ASSIGNED TASK →
Whenever "knee" occurs in a line of the material, list that line.
----------
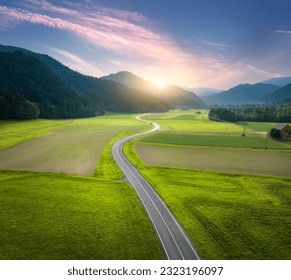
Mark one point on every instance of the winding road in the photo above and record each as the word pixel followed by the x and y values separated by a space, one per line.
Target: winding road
pixel 174 240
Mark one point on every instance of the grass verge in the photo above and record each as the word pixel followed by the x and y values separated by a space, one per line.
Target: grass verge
pixel 228 216
pixel 53 216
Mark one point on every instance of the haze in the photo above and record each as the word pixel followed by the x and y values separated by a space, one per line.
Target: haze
pixel 198 43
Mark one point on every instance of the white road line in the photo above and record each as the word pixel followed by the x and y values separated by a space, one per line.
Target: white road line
pixel 127 167
pixel 153 205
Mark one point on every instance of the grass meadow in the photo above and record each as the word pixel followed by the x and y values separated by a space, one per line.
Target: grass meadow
pixel 74 148
pixel 228 215
pixel 46 215
pixel 57 216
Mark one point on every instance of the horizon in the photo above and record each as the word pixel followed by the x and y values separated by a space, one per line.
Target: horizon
pixel 203 44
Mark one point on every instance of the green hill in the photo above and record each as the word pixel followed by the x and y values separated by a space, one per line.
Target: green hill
pixel 81 95
pixel 174 96
pixel 280 95
pixel 26 85
pixel 241 94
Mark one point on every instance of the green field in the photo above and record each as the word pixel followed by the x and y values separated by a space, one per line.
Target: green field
pixel 215 140
pixel 217 159
pixel 54 216
pixel 15 132
pixel 61 216
pixel 228 215
pixel 98 216
pixel 74 148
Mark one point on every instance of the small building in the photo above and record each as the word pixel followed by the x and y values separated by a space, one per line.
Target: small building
pixel 283 127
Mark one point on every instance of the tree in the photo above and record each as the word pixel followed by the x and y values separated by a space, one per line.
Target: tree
pixel 275 133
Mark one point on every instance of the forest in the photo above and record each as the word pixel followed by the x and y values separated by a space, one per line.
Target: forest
pixel 256 113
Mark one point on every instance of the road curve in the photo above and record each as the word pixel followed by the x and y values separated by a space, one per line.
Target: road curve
pixel 174 240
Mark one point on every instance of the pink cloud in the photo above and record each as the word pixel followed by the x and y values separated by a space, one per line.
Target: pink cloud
pixel 130 38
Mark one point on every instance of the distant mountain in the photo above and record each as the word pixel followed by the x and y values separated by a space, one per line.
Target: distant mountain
pixel 63 92
pixel 280 95
pixel 203 92
pixel 178 97
pixel 281 81
pixel 174 96
pixel 131 80
pixel 241 94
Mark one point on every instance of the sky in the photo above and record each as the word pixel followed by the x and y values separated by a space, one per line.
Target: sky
pixel 190 43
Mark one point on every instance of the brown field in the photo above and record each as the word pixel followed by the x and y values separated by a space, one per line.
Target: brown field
pixel 66 151
pixel 215 159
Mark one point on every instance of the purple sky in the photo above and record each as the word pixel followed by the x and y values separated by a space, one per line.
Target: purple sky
pixel 193 43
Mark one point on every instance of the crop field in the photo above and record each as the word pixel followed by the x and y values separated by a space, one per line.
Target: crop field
pixel 215 140
pixel 57 216
pixel 190 121
pixel 62 216
pixel 74 148
pixel 234 161
pixel 15 132
pixel 228 215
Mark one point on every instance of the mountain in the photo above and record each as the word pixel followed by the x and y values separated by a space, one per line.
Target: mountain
pixel 241 94
pixel 66 93
pixel 203 92
pixel 280 95
pixel 131 80
pixel 27 84
pixel 174 96
pixel 178 97
pixel 281 81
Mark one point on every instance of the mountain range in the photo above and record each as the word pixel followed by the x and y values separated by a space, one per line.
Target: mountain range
pixel 36 85
pixel 172 95
pixel 29 79
pixel 260 93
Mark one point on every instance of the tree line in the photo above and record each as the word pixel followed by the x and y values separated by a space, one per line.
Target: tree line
pixel 256 113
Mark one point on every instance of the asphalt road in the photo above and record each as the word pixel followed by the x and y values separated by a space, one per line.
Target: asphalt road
pixel 174 240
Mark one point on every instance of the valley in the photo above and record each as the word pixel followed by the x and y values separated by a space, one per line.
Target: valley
pixel 234 202
pixel 230 195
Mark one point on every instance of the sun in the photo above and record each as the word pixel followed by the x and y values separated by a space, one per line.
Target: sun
pixel 159 82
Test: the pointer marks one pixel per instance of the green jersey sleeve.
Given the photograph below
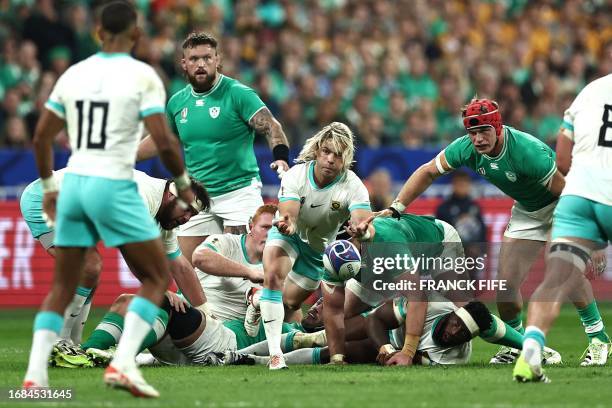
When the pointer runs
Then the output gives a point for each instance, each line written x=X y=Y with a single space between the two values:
x=461 y=153
x=170 y=118
x=246 y=101
x=539 y=162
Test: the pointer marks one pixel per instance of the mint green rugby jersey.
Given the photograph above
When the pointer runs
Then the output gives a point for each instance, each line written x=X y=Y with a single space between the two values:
x=215 y=134
x=522 y=170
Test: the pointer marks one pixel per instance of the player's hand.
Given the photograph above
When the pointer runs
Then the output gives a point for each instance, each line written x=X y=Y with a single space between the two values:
x=280 y=166
x=178 y=303
x=284 y=225
x=255 y=275
x=359 y=230
x=597 y=265
x=399 y=358
x=49 y=208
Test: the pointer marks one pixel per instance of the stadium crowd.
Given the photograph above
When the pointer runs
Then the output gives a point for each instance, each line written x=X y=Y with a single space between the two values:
x=396 y=71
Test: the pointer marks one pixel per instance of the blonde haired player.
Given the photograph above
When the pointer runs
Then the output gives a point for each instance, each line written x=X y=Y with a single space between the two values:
x=316 y=196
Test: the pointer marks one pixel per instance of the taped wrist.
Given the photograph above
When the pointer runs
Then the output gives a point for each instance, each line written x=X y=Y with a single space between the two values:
x=281 y=152
x=49 y=184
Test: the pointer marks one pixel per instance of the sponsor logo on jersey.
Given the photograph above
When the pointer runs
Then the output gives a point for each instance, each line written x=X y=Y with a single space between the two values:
x=214 y=112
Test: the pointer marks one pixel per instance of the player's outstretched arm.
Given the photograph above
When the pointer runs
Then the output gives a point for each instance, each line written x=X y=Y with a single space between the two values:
x=419 y=181
x=557 y=183
x=288 y=212
x=564 y=150
x=187 y=281
x=264 y=123
x=213 y=263
x=333 y=320
x=48 y=126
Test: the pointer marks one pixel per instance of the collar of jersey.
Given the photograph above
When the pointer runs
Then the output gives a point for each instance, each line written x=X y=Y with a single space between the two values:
x=103 y=54
x=503 y=152
x=211 y=90
x=244 y=252
x=312 y=182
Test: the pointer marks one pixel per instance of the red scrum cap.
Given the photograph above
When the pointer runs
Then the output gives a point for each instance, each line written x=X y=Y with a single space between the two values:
x=482 y=112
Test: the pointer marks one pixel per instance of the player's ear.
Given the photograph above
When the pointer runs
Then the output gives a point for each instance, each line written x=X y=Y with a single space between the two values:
x=101 y=33
x=135 y=33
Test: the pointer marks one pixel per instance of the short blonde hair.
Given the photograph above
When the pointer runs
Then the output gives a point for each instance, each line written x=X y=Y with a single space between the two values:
x=341 y=139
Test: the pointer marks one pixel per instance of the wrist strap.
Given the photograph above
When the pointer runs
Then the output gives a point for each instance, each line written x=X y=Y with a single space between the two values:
x=386 y=349
x=411 y=343
x=182 y=182
x=49 y=184
x=281 y=152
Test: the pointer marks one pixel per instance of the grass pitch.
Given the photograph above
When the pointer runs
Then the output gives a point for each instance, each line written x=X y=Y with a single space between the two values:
x=477 y=384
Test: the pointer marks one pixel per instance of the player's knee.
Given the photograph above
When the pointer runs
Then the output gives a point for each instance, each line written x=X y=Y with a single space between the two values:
x=462 y=325
x=121 y=303
x=185 y=326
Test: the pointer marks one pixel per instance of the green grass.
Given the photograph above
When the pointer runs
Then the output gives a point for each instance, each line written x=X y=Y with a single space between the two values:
x=303 y=386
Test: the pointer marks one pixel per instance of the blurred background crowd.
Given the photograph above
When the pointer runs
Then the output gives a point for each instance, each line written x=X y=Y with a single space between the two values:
x=398 y=72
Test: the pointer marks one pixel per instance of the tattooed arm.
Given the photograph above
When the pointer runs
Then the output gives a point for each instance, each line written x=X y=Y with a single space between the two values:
x=265 y=124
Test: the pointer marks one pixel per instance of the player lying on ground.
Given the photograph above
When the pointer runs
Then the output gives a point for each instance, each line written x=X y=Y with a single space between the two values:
x=524 y=168
x=582 y=225
x=446 y=336
x=316 y=196
x=229 y=266
x=160 y=198
x=184 y=335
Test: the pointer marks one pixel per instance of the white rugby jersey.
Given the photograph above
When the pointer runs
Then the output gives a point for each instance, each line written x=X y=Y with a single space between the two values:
x=322 y=210
x=103 y=100
x=437 y=306
x=227 y=295
x=588 y=123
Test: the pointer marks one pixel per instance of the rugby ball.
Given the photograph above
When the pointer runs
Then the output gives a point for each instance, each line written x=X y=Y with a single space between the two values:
x=342 y=260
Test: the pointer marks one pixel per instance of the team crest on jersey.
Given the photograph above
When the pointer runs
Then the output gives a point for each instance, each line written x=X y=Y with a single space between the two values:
x=184 y=115
x=214 y=112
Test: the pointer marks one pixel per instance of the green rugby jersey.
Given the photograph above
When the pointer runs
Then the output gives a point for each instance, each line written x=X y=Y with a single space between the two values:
x=408 y=229
x=215 y=134
x=522 y=169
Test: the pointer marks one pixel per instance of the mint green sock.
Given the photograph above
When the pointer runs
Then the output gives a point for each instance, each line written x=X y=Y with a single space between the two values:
x=502 y=333
x=107 y=332
x=592 y=322
x=517 y=323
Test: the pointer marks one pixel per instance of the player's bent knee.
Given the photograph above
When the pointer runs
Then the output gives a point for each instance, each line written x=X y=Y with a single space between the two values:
x=121 y=303
x=185 y=328
x=570 y=252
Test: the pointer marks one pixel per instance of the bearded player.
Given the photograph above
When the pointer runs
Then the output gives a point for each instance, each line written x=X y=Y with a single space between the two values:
x=216 y=118
x=581 y=225
x=522 y=167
----------
SOLUTION →
Test: the pointer marks one pixel per instance of the player's knee.
Test: the pointer marks one pixel per instance of the player's bent knee.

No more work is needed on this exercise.